Supplied text ::
+ + +

The leaders of all the big unions met on Monday to decide their demands and plan of action for 2025. They decided that they would follow collective action in seeking the full restoration of CoLA, tax reform and the expansion of collective agreements; they have asked for a meeting with President Christodoulides to discuss their demands.
In an announcement they issued, they acknowledged the positive course of the economy and the fall in unemployment, while highlighting the need for the promotion of ‘dignity and quality at work,’ thus ensuring social coherence. They also underlined their commitment to the strengthening and further improvement of the institution of collective agreements “with the common reference point being the improvement of the quality and dignity at work and the linking of wages to the cost of living.”
Nowhere is there mention of productivity, which is clearly of no interest to the trade union movement, which is intent on linking wages to the cost of living and thus ensuring pay rises through a fully restored CoLA. A ‘fully restored’ CoLA would be based on the full increase of the cost-of-living index instead of the current 67 per cent of the increase. They want dignity and quality at work, but do not want the tools or incentives to increase productivity which would ensure healthy economic growth instead of the wage-fuelled inflation they propose.
It is sad that the big union federations – Sek, Peo, Deok – are uniting with the public sector unions which represent the overpaid, privileged workers. Why are these unions making the full restoration of CoLA one of their main objectives, when less than 30 per cent of private sector workers are entitled to it? Are they just helping public employees increase their wages via CoLA, without any attempt to improve productivity which has been unchanged for years? These union federations, which also represent some workers in the semi-governmental sector, are being used to improve the pay of the best-paid workers – civil servants, teachers, public hospital doctors and nurses.

+ + +

Region pointing data ::
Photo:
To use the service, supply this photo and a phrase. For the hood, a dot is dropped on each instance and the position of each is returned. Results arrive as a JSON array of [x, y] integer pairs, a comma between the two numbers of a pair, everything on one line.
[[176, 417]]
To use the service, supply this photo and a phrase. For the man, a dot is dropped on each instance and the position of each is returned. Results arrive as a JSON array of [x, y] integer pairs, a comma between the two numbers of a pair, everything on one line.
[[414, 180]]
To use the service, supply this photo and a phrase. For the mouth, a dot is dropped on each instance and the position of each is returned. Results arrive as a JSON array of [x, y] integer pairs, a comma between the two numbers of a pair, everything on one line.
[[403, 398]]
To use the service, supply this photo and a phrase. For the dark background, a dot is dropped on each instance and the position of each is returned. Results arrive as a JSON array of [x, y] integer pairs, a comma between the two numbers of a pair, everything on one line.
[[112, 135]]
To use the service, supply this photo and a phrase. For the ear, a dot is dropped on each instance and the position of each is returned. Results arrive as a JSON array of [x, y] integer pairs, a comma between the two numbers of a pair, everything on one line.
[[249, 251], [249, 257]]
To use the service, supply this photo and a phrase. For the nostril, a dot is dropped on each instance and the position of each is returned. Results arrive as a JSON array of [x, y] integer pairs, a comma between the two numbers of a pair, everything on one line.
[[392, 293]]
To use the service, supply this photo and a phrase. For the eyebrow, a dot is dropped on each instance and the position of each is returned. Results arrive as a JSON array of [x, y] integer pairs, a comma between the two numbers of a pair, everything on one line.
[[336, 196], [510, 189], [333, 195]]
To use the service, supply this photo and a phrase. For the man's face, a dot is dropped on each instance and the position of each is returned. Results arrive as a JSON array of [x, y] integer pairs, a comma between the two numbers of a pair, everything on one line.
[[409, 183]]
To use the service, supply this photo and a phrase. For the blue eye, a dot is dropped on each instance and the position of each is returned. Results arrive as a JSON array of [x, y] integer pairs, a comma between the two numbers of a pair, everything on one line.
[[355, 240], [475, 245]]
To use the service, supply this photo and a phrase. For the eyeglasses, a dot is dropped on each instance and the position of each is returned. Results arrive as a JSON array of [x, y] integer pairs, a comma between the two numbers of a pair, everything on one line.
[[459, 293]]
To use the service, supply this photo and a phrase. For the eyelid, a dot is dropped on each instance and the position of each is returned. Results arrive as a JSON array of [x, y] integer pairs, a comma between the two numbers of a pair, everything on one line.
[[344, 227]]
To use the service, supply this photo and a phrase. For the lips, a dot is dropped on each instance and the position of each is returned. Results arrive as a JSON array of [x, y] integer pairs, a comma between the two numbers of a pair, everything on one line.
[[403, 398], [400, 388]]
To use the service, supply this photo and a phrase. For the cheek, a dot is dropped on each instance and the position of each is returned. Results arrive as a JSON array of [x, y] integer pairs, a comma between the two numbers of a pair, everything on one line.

+ + +

Task ::
For each statement below, say whether the text on the unions' 2025 demands agrees with it, answering yes or no and quoting the deciding words: (a) the unions' announcement mentions productivity; (b) CoLA is currently based on 67 per cent of the increase in the cost-of-living index; (c) the union leaders have asked to meet President Christodoulides.

Result of the task ::
(a) No: "Nowhere is there mention of productivity"
(b) Yes: "instead of the current 67 per cent of the increase"
(c) Yes: "they have asked for a meeting with President Christodoulides to discuss their demands"